→ **SUPPLIED DATA**:
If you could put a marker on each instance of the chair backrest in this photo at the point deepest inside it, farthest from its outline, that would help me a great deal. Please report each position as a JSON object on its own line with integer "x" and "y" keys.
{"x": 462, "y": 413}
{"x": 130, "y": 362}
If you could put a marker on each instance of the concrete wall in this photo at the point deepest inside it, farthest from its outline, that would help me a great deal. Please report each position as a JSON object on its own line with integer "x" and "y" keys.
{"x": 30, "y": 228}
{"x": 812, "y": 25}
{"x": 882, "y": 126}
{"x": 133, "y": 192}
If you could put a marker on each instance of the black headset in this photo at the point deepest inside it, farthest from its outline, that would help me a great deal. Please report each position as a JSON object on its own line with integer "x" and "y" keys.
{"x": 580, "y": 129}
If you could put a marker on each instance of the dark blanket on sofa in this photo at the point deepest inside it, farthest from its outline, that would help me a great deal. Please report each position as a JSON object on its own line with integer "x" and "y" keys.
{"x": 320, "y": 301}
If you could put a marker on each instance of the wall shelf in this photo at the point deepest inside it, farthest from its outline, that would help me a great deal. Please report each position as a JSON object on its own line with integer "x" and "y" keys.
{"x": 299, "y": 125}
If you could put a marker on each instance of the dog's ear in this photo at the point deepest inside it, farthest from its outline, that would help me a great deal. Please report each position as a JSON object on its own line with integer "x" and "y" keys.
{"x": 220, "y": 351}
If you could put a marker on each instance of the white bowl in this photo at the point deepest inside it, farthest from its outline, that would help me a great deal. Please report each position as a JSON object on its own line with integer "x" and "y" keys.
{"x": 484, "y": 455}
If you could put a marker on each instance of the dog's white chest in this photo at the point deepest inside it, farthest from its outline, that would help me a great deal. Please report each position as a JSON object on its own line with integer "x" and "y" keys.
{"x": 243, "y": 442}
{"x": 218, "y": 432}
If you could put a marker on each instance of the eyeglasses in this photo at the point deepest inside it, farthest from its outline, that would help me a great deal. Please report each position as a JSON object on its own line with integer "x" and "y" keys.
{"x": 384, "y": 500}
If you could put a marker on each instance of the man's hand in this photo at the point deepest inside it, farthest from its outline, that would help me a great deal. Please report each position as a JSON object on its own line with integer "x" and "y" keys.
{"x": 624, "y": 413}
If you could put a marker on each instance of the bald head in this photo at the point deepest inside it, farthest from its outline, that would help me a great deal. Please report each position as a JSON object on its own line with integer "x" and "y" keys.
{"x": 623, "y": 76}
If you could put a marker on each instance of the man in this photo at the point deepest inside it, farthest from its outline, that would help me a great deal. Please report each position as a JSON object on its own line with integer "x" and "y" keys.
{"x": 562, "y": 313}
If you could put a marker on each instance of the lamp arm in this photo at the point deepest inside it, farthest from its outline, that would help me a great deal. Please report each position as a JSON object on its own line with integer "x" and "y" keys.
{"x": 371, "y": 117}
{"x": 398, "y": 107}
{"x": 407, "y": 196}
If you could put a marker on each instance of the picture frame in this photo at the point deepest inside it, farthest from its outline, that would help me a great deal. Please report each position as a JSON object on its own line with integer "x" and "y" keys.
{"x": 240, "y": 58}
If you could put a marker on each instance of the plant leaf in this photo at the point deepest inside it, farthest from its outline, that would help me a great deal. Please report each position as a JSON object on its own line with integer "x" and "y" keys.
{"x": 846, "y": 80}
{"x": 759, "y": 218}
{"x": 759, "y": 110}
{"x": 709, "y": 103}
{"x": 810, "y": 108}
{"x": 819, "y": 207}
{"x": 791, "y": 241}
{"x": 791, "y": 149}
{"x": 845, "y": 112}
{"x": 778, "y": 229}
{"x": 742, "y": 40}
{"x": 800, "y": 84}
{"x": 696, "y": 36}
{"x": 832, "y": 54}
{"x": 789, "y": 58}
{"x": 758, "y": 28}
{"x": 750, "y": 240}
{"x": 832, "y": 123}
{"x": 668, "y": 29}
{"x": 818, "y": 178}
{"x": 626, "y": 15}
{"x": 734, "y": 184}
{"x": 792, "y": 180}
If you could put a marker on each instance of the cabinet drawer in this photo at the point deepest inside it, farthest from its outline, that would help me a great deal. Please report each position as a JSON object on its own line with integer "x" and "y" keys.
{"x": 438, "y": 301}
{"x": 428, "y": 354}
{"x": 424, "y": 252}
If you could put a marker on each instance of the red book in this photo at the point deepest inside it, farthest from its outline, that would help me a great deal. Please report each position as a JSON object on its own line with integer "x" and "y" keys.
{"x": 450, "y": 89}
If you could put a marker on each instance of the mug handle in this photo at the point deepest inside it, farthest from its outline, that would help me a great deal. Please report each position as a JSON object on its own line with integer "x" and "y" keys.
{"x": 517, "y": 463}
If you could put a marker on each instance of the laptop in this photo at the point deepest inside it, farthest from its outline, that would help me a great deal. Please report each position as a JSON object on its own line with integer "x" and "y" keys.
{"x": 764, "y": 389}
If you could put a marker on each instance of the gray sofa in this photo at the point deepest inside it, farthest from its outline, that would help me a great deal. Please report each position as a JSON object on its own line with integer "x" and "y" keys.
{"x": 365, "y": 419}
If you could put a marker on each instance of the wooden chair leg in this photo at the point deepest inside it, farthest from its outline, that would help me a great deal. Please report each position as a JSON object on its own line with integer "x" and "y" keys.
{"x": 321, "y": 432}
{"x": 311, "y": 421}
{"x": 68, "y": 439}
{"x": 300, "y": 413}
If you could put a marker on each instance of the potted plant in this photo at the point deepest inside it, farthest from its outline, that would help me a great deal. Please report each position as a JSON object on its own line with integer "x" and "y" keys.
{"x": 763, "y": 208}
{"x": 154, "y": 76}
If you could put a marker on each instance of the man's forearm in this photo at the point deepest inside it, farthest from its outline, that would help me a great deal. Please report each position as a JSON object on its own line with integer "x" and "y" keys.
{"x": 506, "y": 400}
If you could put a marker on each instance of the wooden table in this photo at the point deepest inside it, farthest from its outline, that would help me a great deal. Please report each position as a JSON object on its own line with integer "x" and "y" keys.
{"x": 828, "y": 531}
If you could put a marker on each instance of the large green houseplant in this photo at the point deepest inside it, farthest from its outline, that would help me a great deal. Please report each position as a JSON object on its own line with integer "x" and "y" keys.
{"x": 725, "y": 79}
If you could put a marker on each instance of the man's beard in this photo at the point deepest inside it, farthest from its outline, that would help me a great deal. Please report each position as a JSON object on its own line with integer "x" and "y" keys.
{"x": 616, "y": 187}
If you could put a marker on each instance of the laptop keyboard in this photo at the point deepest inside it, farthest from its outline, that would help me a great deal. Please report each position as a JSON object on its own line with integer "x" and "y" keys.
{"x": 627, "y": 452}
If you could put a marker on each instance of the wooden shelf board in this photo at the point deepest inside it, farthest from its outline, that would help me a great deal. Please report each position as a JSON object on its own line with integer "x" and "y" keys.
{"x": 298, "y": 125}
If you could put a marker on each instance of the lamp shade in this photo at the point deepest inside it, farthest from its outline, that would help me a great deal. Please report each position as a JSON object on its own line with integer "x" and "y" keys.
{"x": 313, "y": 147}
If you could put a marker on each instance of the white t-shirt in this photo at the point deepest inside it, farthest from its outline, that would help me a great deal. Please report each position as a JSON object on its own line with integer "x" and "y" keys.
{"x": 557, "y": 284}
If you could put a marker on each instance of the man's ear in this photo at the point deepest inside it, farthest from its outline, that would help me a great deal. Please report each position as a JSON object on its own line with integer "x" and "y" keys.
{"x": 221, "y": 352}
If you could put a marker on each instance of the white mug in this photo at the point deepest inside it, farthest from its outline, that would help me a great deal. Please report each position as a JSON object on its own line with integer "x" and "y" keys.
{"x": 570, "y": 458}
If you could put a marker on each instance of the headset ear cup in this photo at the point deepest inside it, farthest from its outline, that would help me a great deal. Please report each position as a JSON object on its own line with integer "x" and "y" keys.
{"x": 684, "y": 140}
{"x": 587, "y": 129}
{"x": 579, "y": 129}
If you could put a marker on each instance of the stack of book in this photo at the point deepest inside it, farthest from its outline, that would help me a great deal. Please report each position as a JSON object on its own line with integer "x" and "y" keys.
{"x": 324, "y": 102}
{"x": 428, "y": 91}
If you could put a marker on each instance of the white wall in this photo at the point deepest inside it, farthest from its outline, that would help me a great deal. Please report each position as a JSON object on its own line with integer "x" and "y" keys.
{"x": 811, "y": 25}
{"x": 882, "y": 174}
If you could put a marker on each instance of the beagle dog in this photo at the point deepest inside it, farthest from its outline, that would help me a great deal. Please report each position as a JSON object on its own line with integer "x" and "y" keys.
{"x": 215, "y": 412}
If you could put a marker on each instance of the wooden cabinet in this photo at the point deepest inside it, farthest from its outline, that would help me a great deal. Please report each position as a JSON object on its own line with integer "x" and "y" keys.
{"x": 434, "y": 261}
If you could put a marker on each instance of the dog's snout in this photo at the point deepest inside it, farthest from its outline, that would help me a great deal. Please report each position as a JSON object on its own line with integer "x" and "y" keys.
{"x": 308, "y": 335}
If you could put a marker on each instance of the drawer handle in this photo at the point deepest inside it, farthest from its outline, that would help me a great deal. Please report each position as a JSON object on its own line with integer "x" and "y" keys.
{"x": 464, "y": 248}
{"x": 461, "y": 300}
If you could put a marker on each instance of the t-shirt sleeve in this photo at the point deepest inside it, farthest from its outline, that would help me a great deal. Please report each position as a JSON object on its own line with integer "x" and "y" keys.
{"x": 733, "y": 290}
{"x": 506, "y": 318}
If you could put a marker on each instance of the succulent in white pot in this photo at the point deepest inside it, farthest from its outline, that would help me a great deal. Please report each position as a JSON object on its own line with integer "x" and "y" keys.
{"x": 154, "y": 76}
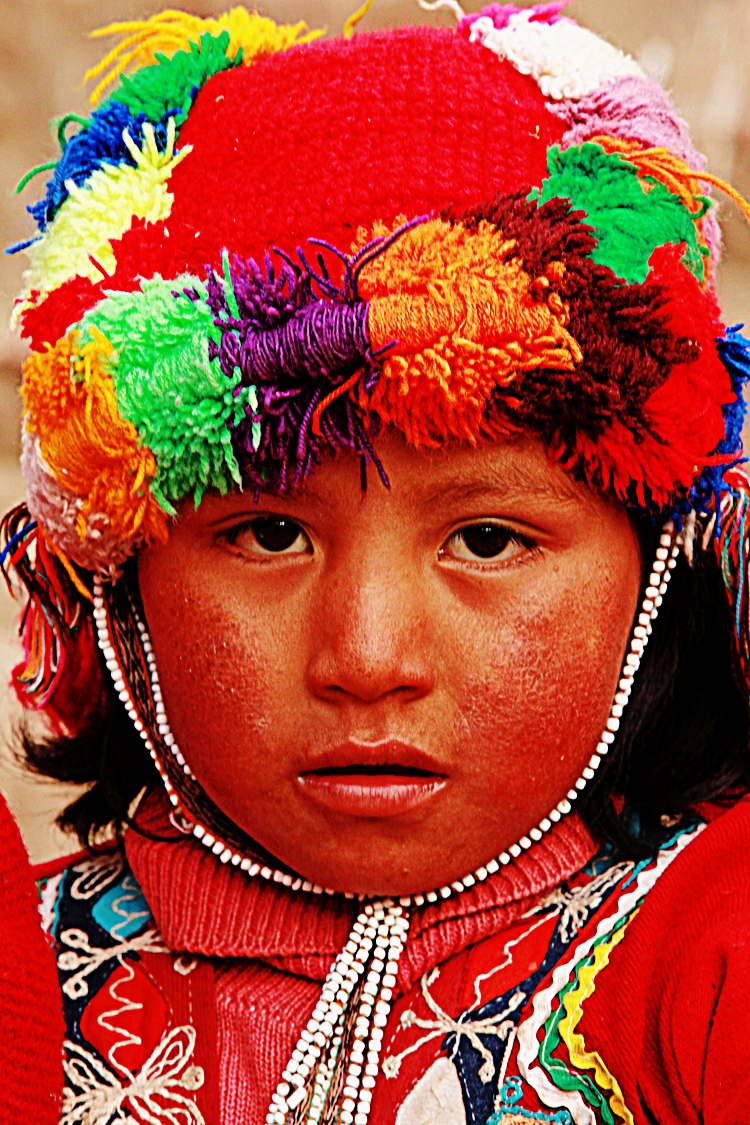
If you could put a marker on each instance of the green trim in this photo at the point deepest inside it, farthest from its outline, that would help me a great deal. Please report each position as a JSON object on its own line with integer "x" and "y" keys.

→ **REQUIREMENT**: The copy should begin at the line containing "of the succulent" and end at the last line of the data above; please restate those lines word for word without the pictures.

→ **RESULT**:
If you could put a marker on each instance of the succulent in white pot in this photo at the point deepest inside it, farthest from its outline, that would help me a great deal. Please report each position as a JSON object on its own line with integer "x" and "y" keys.
{"x": 154, "y": 76}
If you could put a marker on each instance of the green trim in this photo at the point deepest inside it, farthest from its outline, that would help me a great deal. Please report each position as a JSON object on its own line with integer "x" and "y" keys.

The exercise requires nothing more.